Segmentation labeling entries:
:::::

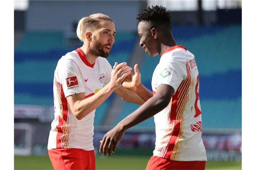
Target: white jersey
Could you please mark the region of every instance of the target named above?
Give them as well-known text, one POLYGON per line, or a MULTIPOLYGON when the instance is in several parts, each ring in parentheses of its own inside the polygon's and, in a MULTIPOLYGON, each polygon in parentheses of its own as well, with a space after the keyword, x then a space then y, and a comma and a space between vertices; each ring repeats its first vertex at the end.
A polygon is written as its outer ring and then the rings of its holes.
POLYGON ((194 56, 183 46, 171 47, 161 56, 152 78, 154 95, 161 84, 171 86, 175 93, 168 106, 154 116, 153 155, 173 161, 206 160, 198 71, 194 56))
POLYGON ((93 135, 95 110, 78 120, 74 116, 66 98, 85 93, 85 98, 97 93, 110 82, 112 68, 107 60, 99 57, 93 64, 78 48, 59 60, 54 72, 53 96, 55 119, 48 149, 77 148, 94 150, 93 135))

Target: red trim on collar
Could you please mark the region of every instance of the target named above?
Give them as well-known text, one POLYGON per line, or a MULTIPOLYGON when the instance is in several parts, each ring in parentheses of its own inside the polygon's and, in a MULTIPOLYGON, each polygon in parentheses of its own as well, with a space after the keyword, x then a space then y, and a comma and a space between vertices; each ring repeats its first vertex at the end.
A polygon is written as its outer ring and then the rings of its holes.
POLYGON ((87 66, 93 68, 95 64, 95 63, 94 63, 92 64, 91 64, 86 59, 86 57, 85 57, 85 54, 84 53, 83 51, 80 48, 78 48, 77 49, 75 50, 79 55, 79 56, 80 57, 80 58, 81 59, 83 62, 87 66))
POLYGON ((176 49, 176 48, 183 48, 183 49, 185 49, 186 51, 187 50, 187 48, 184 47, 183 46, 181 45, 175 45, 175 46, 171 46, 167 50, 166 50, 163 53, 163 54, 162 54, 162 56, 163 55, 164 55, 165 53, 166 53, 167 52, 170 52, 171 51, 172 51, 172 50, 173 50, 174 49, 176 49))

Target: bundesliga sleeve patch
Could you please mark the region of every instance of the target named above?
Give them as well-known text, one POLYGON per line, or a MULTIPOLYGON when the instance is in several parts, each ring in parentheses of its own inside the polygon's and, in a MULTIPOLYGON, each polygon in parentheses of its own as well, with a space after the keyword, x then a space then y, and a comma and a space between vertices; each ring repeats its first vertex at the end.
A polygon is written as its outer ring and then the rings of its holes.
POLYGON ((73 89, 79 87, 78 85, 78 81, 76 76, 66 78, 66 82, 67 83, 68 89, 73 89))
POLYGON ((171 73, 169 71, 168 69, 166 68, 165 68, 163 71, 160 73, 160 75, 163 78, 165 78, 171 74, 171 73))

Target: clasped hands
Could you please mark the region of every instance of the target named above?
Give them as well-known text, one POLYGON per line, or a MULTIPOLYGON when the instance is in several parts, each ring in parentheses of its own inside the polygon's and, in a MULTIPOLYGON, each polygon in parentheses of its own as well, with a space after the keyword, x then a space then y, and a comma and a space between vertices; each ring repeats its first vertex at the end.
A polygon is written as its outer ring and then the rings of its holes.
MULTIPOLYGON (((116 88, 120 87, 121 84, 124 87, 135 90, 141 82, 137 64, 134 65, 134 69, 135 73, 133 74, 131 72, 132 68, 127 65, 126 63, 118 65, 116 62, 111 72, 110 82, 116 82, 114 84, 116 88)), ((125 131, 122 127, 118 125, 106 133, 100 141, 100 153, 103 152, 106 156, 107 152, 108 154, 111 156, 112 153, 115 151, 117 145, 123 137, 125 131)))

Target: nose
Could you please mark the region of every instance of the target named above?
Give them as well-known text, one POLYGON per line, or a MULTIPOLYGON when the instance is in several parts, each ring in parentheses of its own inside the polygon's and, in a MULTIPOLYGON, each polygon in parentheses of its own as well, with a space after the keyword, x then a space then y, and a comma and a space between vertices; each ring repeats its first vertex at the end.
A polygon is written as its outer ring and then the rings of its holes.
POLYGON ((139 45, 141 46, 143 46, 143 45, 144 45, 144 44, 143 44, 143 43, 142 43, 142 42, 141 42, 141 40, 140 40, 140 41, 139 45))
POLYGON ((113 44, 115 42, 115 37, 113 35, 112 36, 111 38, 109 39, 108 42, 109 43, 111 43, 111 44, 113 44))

:::::

▶ Job
Can you edit all the records above so that "mark" becomes "outline" everywhere, with nothing else changed and the pictures left out?

▶ Response to this task
Target: white jersey
Could you please outline the region of every instance of the target named above?
Give them as well-known text, one POLYGON per line, or a MULTIPOLYGON when the instance is in several parts, each ring in parentheses of its own inside the polygon's and, in a MULTIPOLYGON, each polygon in parentheses of its own as well, with a space after the keyword, x then a space then y, and a comma and a space between vertices; each ring repeats its first vertex at the end.
A polygon is written as its outer ring and then the rings of its holes.
POLYGON ((194 56, 183 46, 171 47, 161 56, 152 78, 154 95, 161 84, 171 86, 175 93, 168 106, 154 116, 153 155, 173 161, 206 160, 198 71, 194 56))
POLYGON ((93 135, 95 110, 78 120, 74 116, 66 98, 85 93, 85 98, 97 93, 110 82, 112 68, 107 60, 99 57, 93 64, 78 48, 59 60, 54 72, 53 96, 55 119, 48 149, 77 148, 94 150, 93 135))

Target: red trim on collar
Could you please outline the region of every instance of the target named above?
Give them as well-known text, one POLYGON per line, or a MULTIPOLYGON when the instance is in several parts, each ring in parentheses of its own inside the polygon's and, in a MULTIPOLYGON, each polygon in parentheses of its own as well, with a space after the keyword, x then a space then y, and a comma and a space between vertices; each ring repeats its first vertex at the end.
A polygon is written as its outer ring and then the rings of its holes.
POLYGON ((87 66, 93 68, 95 64, 95 63, 94 63, 92 64, 91 64, 86 59, 86 57, 85 57, 85 54, 84 53, 83 51, 80 48, 78 48, 77 49, 75 50, 79 55, 79 56, 80 57, 80 58, 81 59, 83 62, 87 66))
POLYGON ((176 49, 176 48, 183 48, 183 49, 185 49, 186 51, 187 50, 187 48, 184 47, 183 46, 181 45, 175 45, 175 46, 171 46, 167 50, 166 50, 163 53, 163 54, 162 54, 162 56, 163 55, 164 55, 165 53, 166 53, 167 52, 170 52, 171 51, 172 51, 172 50, 173 50, 174 49, 176 49))

Target: bundesliga sleeve patch
Could you please outline the region of every instance of the target named above?
Give them as well-known text, one POLYGON per line, or a MULTIPOLYGON when the instance is in several parts, each ring in parentheses of its own inside the polygon's and, in a MULTIPOLYGON, each polygon in parentheses of its own as well, with a space after the keyword, x then a space then y, and a comma and a space between vertices; each ring repeats its first vertex at the end.
A polygon is written as its outer ring and then the rings of its holes.
POLYGON ((73 89, 79 87, 78 85, 78 81, 76 76, 66 78, 66 82, 67 83, 68 89, 73 89))
POLYGON ((171 73, 169 71, 168 69, 166 68, 165 68, 163 71, 160 73, 160 75, 163 78, 165 78, 171 74, 171 73))

Target: clasped hands
Could you please outline the region of every instance of the target named above?
Give them as well-known text, one POLYGON per line, or a MULTIPOLYGON when the instance is in several parts, each ring in parentheses of its own inside the polygon's and, in a MULTIPOLYGON, each polygon in parentheses of its own as well, with a space after the keyword, x then a space then y, and a comma and a space between vertices; each ring repeats its first vertex at the end.
A polygon is written as its outer ring and then the rings of its holes.
MULTIPOLYGON (((116 88, 120 87, 121 84, 124 87, 135 90, 141 82, 137 64, 134 65, 134 69, 135 73, 133 74, 131 72, 132 68, 127 65, 126 63, 118 65, 116 62, 111 72, 110 82, 116 82, 114 84, 116 88)), ((125 131, 122 127, 118 125, 106 133, 100 141, 100 153, 103 152, 106 156, 107 152, 108 154, 111 156, 112 153, 115 151, 117 145, 123 137, 125 131)))

Target: nose
Could you please outline the region of every instance of the target named above?
Give them as well-known text, one POLYGON per line, or a MULTIPOLYGON when the instance is in several parts, each ring in parentheses of its own inside the polygon's and, in a MULTIPOLYGON, each polygon in parentheses of its own as well, with a space after the keyword, x then a space then y, and a comma and a space between vertices; each ring repeats its first vertex at the end.
A polygon is written as its outer ring and then the rings of its holes.
POLYGON ((139 45, 141 46, 143 46, 143 45, 144 45, 144 44, 143 44, 143 43, 142 43, 142 42, 141 42, 141 40, 140 40, 140 41, 139 45))
POLYGON ((113 44, 115 42, 115 37, 113 35, 112 36, 111 38, 109 39, 108 42, 109 43, 111 43, 111 44, 113 44))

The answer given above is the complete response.